■ Task prompt
Everything in the records except the pictures must be copied out exactly.

_ _ _ _ _

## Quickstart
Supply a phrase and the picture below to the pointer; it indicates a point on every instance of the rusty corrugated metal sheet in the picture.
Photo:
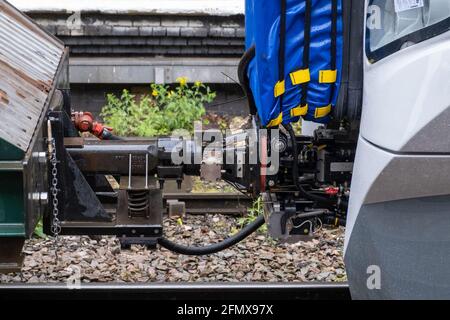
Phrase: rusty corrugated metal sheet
(29, 60)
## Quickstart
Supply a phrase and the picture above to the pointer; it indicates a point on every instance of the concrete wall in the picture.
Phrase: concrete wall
(117, 44)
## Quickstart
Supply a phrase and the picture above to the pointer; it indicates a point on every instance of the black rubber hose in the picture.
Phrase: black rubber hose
(214, 248)
(295, 174)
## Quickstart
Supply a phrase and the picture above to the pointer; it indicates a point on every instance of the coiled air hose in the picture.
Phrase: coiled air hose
(213, 248)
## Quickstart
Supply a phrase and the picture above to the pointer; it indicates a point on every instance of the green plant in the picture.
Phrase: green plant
(160, 112)
(254, 212)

_ _ _ _ _

■ Output of the task
## Quickstart
Supply a phrase and the picture below to the pointer; it indicates a point on every instance of the rusty corrugated metal sheet in the picture.
Photo:
Phrase: rusty corrugated metal sheet
(29, 60)
## Quickstart
Supply a phrase and the picture above to the pointer; it indicates a point on every instance of the concrete wall in the picture.
Phrase: concrete wall
(117, 44)
## Quickstart
Supply a phrase and the picture above to the pointer; it indicates a point on every instance of the black rubber hose in the picture.
Phrase: black rubber hose
(214, 248)
(295, 174)
## Quickstart
Supply a phrase and the picture above to the pointer; it indicates a point on every instance of the coiled air hose in the picture.
Phrase: coiled air hose
(213, 248)
## Quickstart
Supply a phrase and the picture above to the pointer; it indicates a point on every instance of the green plant in the picture.
Phrase: green plant
(160, 112)
(254, 212)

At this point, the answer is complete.